> [WORK TO COMPLETE] Please state how many lines of the records below contain the word "mountain". Reply with the number alone.

> [RECORDS SUPPLIED]
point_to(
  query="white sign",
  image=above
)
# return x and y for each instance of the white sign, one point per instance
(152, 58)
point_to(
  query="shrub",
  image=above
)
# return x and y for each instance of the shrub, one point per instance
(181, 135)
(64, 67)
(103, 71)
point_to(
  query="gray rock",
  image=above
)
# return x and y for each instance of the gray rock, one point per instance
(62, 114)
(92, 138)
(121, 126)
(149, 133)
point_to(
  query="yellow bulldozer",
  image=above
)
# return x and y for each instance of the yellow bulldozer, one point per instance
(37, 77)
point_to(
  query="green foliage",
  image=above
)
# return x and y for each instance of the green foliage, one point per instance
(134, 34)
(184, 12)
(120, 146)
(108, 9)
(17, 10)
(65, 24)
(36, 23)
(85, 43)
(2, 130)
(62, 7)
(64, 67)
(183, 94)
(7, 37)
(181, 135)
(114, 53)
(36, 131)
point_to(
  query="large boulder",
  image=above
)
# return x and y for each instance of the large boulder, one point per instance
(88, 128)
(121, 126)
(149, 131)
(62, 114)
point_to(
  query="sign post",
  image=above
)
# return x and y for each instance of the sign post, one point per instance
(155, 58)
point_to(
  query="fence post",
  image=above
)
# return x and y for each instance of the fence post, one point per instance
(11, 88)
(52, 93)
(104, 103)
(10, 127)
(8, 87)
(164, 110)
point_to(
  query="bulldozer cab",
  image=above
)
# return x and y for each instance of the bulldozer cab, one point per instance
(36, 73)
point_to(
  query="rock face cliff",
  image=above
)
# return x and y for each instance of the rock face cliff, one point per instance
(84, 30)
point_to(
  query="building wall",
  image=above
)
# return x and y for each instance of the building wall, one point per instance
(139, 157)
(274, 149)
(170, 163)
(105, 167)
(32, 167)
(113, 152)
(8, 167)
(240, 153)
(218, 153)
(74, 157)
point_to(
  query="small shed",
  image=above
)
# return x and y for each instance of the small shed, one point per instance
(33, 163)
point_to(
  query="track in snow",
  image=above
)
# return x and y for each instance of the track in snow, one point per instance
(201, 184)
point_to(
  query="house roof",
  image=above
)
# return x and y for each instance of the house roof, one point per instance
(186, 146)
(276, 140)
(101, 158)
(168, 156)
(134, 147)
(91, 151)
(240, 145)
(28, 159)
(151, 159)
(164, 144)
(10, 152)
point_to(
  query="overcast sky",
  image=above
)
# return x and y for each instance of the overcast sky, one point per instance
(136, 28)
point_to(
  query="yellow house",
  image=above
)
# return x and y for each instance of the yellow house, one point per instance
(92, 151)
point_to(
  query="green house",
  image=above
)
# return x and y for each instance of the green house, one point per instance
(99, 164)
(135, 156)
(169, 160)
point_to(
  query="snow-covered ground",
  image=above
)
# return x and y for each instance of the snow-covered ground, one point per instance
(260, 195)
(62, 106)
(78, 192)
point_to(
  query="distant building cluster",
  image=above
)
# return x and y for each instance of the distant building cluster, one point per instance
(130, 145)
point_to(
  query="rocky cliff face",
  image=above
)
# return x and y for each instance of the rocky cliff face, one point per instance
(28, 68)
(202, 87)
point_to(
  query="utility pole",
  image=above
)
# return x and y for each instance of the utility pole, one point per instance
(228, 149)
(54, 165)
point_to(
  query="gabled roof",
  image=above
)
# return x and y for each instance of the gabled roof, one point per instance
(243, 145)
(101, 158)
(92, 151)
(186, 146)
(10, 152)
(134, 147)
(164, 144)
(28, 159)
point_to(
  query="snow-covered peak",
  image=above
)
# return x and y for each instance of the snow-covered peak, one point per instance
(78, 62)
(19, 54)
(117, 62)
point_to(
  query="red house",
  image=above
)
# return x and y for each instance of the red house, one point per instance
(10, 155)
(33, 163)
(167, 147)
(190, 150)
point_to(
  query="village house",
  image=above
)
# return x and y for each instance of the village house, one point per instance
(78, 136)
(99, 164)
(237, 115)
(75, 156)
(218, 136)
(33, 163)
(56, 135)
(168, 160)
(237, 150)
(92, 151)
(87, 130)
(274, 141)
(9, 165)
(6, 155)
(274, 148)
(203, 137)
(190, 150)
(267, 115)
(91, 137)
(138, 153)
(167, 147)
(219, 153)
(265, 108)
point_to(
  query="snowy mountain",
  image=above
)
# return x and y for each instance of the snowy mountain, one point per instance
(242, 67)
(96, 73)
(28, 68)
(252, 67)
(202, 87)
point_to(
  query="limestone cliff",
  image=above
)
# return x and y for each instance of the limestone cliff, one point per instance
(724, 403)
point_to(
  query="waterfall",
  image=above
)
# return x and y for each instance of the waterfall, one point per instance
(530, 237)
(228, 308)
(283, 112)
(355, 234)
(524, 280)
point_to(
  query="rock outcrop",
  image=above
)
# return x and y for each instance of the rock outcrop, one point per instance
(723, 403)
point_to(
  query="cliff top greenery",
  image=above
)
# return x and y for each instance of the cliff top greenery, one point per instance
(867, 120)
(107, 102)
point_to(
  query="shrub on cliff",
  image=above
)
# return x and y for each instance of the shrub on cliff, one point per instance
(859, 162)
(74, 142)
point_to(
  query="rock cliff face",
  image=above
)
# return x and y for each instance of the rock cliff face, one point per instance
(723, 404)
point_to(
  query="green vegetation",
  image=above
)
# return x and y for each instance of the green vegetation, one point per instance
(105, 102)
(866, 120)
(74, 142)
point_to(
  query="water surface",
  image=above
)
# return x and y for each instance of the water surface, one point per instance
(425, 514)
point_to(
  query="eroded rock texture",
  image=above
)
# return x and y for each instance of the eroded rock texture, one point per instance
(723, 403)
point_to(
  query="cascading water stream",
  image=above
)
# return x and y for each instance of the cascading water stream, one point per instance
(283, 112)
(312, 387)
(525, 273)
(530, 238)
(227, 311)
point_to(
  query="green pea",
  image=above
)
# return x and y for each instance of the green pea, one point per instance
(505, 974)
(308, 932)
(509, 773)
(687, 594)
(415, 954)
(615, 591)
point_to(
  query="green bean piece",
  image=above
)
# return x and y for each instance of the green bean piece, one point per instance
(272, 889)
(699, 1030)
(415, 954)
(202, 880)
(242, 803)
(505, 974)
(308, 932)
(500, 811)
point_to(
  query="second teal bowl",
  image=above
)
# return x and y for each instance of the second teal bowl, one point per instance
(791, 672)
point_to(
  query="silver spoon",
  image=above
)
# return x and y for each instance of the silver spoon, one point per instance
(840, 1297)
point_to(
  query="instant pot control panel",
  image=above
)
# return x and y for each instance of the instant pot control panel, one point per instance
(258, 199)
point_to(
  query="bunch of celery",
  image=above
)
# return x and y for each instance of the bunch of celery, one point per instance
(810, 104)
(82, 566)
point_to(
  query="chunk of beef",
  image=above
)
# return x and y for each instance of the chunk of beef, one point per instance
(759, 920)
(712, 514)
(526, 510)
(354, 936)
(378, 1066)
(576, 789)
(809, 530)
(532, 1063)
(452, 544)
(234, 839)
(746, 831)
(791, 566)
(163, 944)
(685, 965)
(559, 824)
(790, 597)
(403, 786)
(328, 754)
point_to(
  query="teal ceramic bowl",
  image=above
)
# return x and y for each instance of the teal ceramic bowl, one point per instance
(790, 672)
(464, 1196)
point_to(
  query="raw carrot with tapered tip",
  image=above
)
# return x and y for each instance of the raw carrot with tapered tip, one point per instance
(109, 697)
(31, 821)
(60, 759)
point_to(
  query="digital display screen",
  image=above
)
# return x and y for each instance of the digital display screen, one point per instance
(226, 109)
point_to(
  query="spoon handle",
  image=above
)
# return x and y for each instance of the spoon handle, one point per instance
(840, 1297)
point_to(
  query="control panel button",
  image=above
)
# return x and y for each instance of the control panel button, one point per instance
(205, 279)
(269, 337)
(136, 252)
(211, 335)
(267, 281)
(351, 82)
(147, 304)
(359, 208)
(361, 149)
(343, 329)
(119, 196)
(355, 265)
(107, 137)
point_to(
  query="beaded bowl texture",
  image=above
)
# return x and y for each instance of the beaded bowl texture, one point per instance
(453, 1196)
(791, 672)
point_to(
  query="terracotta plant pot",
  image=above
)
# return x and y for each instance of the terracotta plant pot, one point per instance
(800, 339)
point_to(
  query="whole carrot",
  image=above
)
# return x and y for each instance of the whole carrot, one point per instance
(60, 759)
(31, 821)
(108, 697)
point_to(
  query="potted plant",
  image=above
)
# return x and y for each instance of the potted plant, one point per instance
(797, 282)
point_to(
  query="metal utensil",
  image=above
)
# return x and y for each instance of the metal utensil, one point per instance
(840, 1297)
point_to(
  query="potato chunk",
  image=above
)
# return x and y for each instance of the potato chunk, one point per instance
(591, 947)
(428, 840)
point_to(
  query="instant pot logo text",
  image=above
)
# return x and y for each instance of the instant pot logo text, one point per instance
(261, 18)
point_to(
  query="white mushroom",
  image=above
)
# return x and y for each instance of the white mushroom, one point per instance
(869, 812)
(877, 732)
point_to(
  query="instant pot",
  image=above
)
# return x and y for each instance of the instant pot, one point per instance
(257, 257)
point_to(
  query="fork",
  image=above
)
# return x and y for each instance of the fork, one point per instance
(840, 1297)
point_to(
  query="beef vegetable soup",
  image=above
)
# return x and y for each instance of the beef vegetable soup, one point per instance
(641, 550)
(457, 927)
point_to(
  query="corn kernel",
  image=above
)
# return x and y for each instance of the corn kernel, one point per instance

> [RESULT OF THIS TASK] 2